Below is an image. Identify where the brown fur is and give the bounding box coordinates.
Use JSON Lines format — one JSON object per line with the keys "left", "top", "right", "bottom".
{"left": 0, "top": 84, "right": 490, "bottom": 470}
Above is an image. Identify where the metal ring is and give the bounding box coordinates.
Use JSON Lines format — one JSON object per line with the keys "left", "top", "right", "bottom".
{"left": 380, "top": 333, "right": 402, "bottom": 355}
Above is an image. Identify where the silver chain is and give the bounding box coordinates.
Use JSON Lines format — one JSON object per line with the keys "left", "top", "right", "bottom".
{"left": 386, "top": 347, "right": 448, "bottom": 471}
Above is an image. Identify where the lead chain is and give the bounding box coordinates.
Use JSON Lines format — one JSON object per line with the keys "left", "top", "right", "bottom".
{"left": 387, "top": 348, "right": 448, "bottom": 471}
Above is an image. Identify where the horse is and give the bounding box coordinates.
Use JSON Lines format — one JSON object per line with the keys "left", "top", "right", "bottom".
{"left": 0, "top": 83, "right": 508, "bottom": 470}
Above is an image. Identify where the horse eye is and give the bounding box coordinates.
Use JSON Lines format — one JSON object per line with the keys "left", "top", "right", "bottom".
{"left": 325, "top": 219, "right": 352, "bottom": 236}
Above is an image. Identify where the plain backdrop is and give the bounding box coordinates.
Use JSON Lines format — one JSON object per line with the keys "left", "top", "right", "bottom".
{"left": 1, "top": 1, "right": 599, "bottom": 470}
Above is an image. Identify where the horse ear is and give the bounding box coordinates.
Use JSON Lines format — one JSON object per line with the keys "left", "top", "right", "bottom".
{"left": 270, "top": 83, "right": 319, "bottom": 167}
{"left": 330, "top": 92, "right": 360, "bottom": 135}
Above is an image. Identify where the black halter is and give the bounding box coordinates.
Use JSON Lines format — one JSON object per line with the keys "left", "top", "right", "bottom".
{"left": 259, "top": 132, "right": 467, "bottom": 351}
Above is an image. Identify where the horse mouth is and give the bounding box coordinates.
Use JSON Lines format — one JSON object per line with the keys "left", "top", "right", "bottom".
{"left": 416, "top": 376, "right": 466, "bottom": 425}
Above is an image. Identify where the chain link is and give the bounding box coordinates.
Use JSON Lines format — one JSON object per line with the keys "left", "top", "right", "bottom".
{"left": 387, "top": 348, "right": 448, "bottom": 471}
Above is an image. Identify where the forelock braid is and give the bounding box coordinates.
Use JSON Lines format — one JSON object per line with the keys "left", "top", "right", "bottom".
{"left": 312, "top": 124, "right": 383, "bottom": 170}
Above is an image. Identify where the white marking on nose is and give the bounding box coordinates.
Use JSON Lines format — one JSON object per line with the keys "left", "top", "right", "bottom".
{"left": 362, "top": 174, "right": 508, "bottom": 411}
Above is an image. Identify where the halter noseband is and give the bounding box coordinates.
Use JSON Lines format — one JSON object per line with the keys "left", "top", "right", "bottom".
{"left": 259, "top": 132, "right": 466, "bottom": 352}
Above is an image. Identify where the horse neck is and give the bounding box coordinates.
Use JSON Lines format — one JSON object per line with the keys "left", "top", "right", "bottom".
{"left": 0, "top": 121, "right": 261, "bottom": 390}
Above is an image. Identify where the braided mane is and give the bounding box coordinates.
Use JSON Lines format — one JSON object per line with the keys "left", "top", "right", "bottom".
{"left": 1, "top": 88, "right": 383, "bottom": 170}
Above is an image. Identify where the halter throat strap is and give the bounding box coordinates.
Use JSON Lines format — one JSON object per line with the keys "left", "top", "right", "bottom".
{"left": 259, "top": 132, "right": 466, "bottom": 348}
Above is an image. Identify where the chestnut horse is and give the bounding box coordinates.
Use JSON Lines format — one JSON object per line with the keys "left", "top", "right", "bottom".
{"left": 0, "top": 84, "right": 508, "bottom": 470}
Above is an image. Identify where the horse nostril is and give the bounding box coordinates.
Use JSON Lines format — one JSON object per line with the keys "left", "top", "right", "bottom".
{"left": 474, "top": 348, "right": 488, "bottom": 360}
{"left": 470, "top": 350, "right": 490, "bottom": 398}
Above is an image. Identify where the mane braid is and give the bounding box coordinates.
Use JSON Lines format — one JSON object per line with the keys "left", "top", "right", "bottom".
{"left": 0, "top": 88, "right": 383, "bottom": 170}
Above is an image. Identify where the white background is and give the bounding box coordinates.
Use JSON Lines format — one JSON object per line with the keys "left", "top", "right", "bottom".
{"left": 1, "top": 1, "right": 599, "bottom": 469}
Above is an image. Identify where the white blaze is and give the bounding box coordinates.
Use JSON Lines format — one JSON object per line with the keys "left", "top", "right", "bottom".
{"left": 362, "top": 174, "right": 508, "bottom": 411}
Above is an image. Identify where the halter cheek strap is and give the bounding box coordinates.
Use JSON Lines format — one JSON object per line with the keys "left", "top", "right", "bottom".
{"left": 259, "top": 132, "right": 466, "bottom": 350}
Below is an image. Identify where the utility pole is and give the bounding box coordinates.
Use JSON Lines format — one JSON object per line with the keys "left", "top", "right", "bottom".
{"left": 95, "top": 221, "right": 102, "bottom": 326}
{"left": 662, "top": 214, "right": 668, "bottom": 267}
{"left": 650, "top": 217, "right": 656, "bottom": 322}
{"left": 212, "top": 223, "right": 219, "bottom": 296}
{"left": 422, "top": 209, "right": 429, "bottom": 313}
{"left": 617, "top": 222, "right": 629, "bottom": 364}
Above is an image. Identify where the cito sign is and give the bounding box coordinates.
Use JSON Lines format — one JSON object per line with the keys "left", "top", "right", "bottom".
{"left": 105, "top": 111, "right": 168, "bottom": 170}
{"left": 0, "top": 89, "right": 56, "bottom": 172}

..........

* _Assignment_: Keeping every line exactly as it is, copy all the records.

* _Result of this exercise_:
Below is an image. Identify where the brown fur is and give the bounding box coordinates.
Use JSON Lines format — one JSON object per line with the keys "left", "top", "right", "bottom".
{"left": 0, "top": 84, "right": 490, "bottom": 470}
Above is an image. Identify where the metal ring is and give the bounding box coordinates.
Use JSON Lines format — one JSON object per line with the keys "left", "top", "right", "bottom".
{"left": 380, "top": 333, "right": 402, "bottom": 355}
Above is an image. Identify where the silver chain is and give the bounding box coordinates.
Use JSON Lines format — one JSON object per line with the keys "left", "top", "right", "bottom".
{"left": 386, "top": 347, "right": 448, "bottom": 471}
Above is an image. Identify where the lead chain is and give the bounding box coordinates.
Use JSON Lines format — one JSON object per line with the keys "left", "top", "right", "bottom".
{"left": 387, "top": 348, "right": 448, "bottom": 471}
Above is an image. Identify where the horse is and give the bounding box coordinates.
Use JSON Lines format — one JSON object per line with the keys "left", "top", "right", "bottom".
{"left": 0, "top": 83, "right": 508, "bottom": 470}
Above is an image. Identify where the horse eye is and give the bounding box coordinates.
Use JSON Lines format — one JSON object per line with the keys "left", "top", "right", "bottom".
{"left": 325, "top": 219, "right": 352, "bottom": 236}
Above is an image. Identify where the plain backdrop is and give the bounding box coordinates.
Use JSON Lines format — one JSON object per line with the keys "left", "top", "right", "bottom".
{"left": 1, "top": 1, "right": 599, "bottom": 470}
Above is an image. Identify where the horse ear is and give the bounding box coordinates.
Use JSON Lines format — one JSON object per line with the keys "left", "top", "right", "bottom".
{"left": 270, "top": 83, "right": 319, "bottom": 167}
{"left": 330, "top": 92, "right": 360, "bottom": 135}
Above is an image. Identify where the black halter is and give the bounding box coordinates.
Use JSON Lines format — one JSON object per line with the keys "left", "top", "right", "bottom".
{"left": 259, "top": 132, "right": 467, "bottom": 351}
Above is an image. Identify where the horse mouth is and give the bounding box coordinates.
Use JSON Lines format — one JSON object per line with the keys "left", "top", "right", "bottom".
{"left": 416, "top": 376, "right": 466, "bottom": 425}
Above is an image. Identify where the chain link is and give the bounding box coordinates.
Use JSON Lines format — one JSON object per line with the keys "left", "top", "right", "bottom".
{"left": 387, "top": 348, "right": 448, "bottom": 471}
Above is an image. Identify where the forelock braid is and give the bounding box coordinates.
Use JSON Lines format — one JSON object per line with the keys "left", "top", "right", "bottom".
{"left": 312, "top": 124, "right": 383, "bottom": 170}
Above is an image. Identify where the white marking on nose is and give the bounding box coordinates.
Use JSON Lines format — one JSON object per line with the keys "left", "top", "right", "bottom".
{"left": 362, "top": 174, "right": 508, "bottom": 411}
Above is an image. Identify where the halter noseband is and give the bounding box coordinates.
Use JSON Lines format — one JSON object per line with the keys "left", "top", "right", "bottom".
{"left": 259, "top": 132, "right": 466, "bottom": 352}
Above is an image. Identify where the horse neck is and give the bounding box coordinates.
Use JSON Lines format — one JSON object per line with the keys "left", "top", "right", "bottom".
{"left": 0, "top": 121, "right": 261, "bottom": 390}
Above is an image. Identify where the braided mane is and give the bounding box coordinates.
Use JSON Lines format — one JSON object per line with the keys "left", "top", "right", "bottom".
{"left": 1, "top": 88, "right": 383, "bottom": 170}
Above is an image. Identify where the halter throat strap is and give the bounding box coordinates.
Use JSON Lines format — one JSON object per line with the keys "left", "top", "right", "bottom".
{"left": 259, "top": 132, "right": 466, "bottom": 348}
Above is an image. Identify where the chestnut horse is and give the bounding box coordinates.
Use JSON Lines format — one JSON object per line with the keys "left", "top", "right", "bottom".
{"left": 0, "top": 84, "right": 508, "bottom": 470}
Above is an image. Identify where the horse nostril is and give the bounding box coordinates.
Use JSON Lines format — one JSON object per line with the keys "left", "top", "right", "bottom".
{"left": 474, "top": 348, "right": 488, "bottom": 360}
{"left": 470, "top": 350, "right": 490, "bottom": 398}
Above is an image. Identify where the mane braid is and give the bounding box coordinates.
Use JSON Lines format — one JSON object per line with the keys "left", "top", "right", "bottom".
{"left": 0, "top": 88, "right": 383, "bottom": 170}
Above is an image. Identify where the white background is and give the bounding box coordinates.
Use JSON Lines format — one JSON object per line with the keys "left", "top", "right", "bottom".
{"left": 1, "top": 1, "right": 599, "bottom": 469}
Above is an image. Identify where the white blaze is and give the bounding box coordinates.
Use JSON Lines format — one JSON object per line with the keys "left", "top", "right", "bottom".
{"left": 362, "top": 174, "right": 508, "bottom": 411}
Above is an image. Identify where the halter cheek strap is and give the bounding box coordinates.
Use JSON Lines format — one JSON object per line with the keys "left", "top", "right", "bottom".
{"left": 259, "top": 132, "right": 466, "bottom": 350}
Below is an image. Identify where the utility pole is and give the bounding box coordinates.
Use JSON Lines format — one JSON object per line with the keys "left", "top", "right", "bottom".
{"left": 95, "top": 221, "right": 102, "bottom": 326}
{"left": 662, "top": 214, "right": 668, "bottom": 267}
{"left": 650, "top": 217, "right": 656, "bottom": 322}
{"left": 212, "top": 223, "right": 219, "bottom": 296}
{"left": 422, "top": 209, "right": 429, "bottom": 313}
{"left": 617, "top": 222, "right": 629, "bottom": 364}
Above is an image. Identify where the cito sign is and give the bounding box coordinates.
Use JSON Lines format — one JSON object per line with the keys "left", "top", "right", "bottom".
{"left": 105, "top": 111, "right": 168, "bottom": 170}
{"left": 0, "top": 89, "right": 56, "bottom": 172}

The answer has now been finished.